» **WHAT YOU NEED TO DO**:
1/ Name every continent whose puzzle the boy finished in the passage on the toddler's cast.
2/ Retype a section of the passage on the toddler's cast, beginning at the words "1) Accept your" and stopping after "at the fence.".

» **SOURCE**:
..........

This being my inaugural fractured bone as a mother of four boys, I didn’t know what to expect. But I’ll confess, I feared it was going to be a challenging several weeks. The first night we got home and I was putting him to bed he said, “Shoe off, mommy?” And then I explained to him that his blue boot couldn’t come off for at least four weeks. There were tears and more repeated requests that night and the next for me to take “the shoe” off, but after that he didn’t ask again.
Instead, he taught me a few lessons about handling adversity with a sweet spirit.
1) Accept your limitations. Since it basically rained most days here in the month of May and getting his cast wet was out of the question, we had to set pretty strict rules about him not playing outside most days. And even on the days when it dried up for a few hours, we couldn’t let him play in the grass where it was still wet. Several times he stood at the glass door like a forlorn puppy, while his brothers got to play outside. But he didn’t throw any tantrums or drive us crazy whining. He accepted his limitations with grace and looked around to see what else was available to him. Because no matter how small your yard is, you’ll waste what has been given you if you spend all your time looking at the fence.
2) Discover new strengths. With outside time being off limits and mobility up and down the stairs to the basement being somewhat a struggle, James turned his attention to puzzles. Before he got his cast on, we knew he had a slight interest in puzzles. Now 4 weeks later, he has absolutely amazed us. Since my other boys never really gravitated to puzzles, I didn’t have a whole lot of them around the house. I did, however, have a set of continent puzzles I’d gotten for teaching my 6 year old homeschool geography this year. James started out mastering South America. I was pleased, but with only about a dozen pieces I wasn’t surprised to see him memorizing the puzzle. Then he turned his attention to North America. When I noticed that he was matching the shapes of 50 states, Canadian territories, Mexico, Central America and the islands to the puzzle outline I called my husband to stare with me in disbelief. A day later, our 2.5 year old had conquered Asia, Europe, and Africa as well, all the while refusing help from anyone who offered and persevering til he finished the very last piece. If he hadn’t had the cast, who knows if we’d ever have discovered his hidden talent. Sometimes it takes a weakness to discover a strength we didn’t know we had.

..........

» **RECORDS**:
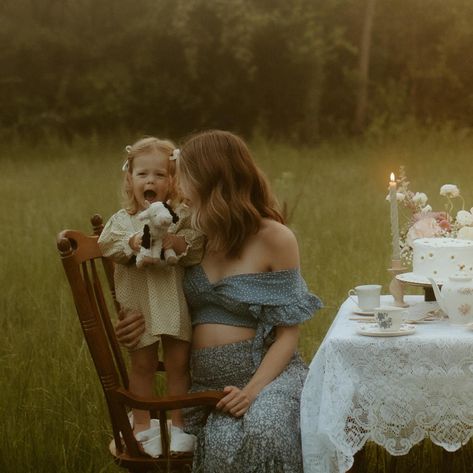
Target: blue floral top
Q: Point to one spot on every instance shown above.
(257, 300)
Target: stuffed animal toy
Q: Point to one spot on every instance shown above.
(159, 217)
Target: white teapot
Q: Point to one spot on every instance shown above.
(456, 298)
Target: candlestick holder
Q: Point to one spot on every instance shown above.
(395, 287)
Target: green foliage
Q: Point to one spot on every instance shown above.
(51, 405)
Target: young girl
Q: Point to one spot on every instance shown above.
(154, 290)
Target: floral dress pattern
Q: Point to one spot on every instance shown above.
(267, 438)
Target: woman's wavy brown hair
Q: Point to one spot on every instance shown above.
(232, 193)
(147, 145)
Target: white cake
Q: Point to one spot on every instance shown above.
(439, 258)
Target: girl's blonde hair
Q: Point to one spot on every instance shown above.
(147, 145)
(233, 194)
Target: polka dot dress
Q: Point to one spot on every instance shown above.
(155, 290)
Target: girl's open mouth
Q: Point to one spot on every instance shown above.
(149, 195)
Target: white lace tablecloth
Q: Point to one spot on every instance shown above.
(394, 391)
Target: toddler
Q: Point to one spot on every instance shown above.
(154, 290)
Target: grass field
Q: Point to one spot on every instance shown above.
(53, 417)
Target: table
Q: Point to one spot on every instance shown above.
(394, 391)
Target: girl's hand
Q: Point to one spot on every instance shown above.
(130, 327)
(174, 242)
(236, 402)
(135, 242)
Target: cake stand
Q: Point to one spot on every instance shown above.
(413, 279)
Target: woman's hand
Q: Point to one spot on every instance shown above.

..........

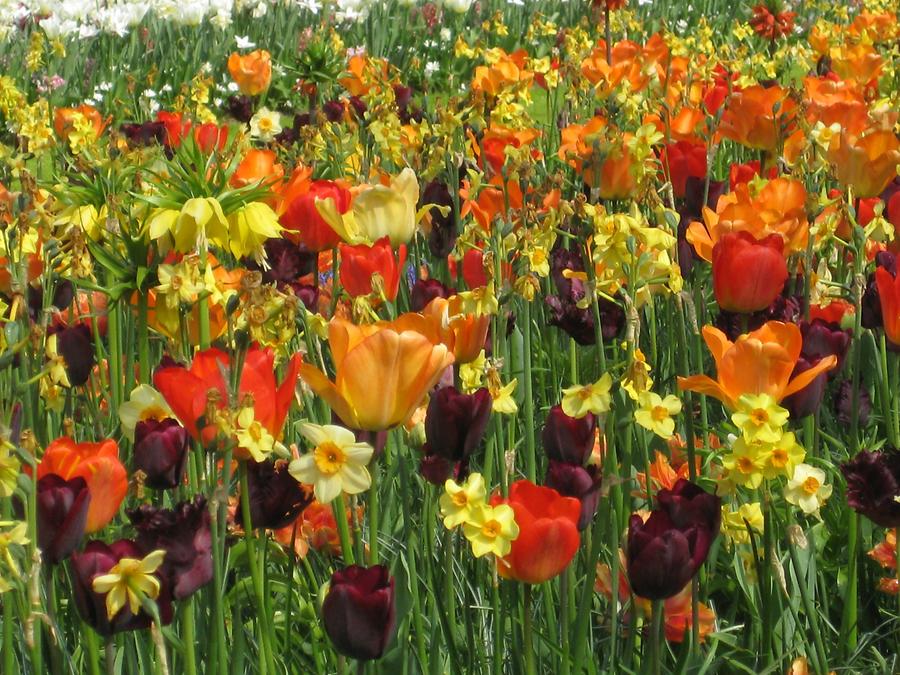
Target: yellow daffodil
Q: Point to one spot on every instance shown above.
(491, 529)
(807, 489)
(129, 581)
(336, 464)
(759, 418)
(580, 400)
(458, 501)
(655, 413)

..........

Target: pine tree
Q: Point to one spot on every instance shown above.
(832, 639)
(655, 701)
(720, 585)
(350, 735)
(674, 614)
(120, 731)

..........

» **RESPONSES**:
1/ South America, North America, Asia, Europe, Africa

2/
1) Accept your limitations. Since it basically rained most days here in the month of May and getting his cast wet was out of the question, we had to set pretty strict rules about him not playing outside most days. And even on the days when it dried up for a few hours, we couldn’t let him play in the grass where it was still wet. Several times he stood at the glass door like a forlorn puppy, while his brothers got to play outside. But he didn’t throw any tantrums or drive us crazy whining. He accepted his limitations with grace and looked around to see what else was available to him. Because no matter how small your yard is, you’ll waste what has been given you if you spend all your time looking at the fence.